Source data:
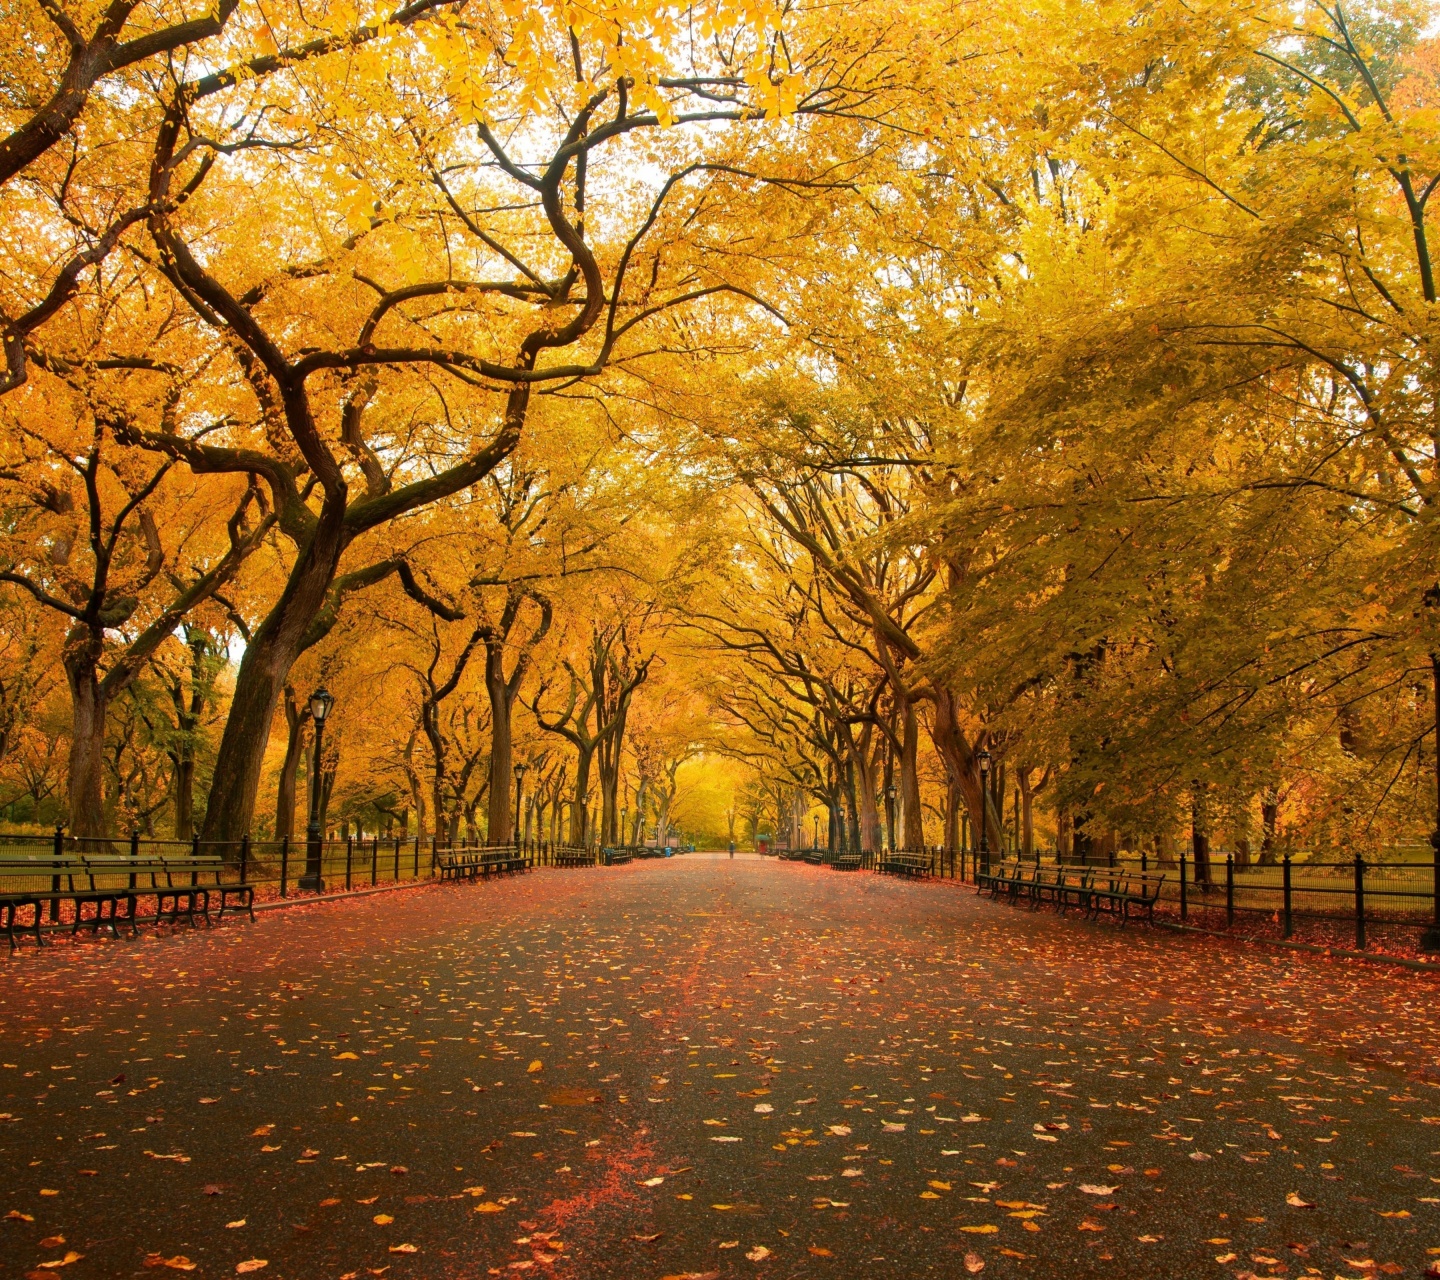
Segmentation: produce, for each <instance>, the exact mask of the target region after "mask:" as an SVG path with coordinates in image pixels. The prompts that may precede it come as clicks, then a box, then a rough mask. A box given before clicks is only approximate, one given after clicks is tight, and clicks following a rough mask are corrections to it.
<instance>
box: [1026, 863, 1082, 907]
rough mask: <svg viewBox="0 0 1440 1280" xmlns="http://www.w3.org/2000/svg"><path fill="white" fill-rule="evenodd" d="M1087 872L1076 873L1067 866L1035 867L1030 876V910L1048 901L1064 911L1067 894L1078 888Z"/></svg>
mask: <svg viewBox="0 0 1440 1280" xmlns="http://www.w3.org/2000/svg"><path fill="white" fill-rule="evenodd" d="M1087 874H1089V873H1084V871H1081V873H1080V875H1076V873H1074V871H1071V870H1070V868H1067V867H1040V865H1037V867H1035V871H1034V874H1032V875H1031V878H1030V906H1031V910H1040V907H1041V906H1043V904H1044V903H1047V901H1048V903H1050V904H1051V906H1053V907H1056V909H1057V910H1058V911H1061V913H1064V909H1066V906H1067V904H1068V896H1070V894H1073V893H1077V891H1079V890H1080V881H1083V880H1086V878H1087Z"/></svg>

What is being asked:
Among the lines of the listing above, count those that contain "instance" and give only the count.

Your solution:
2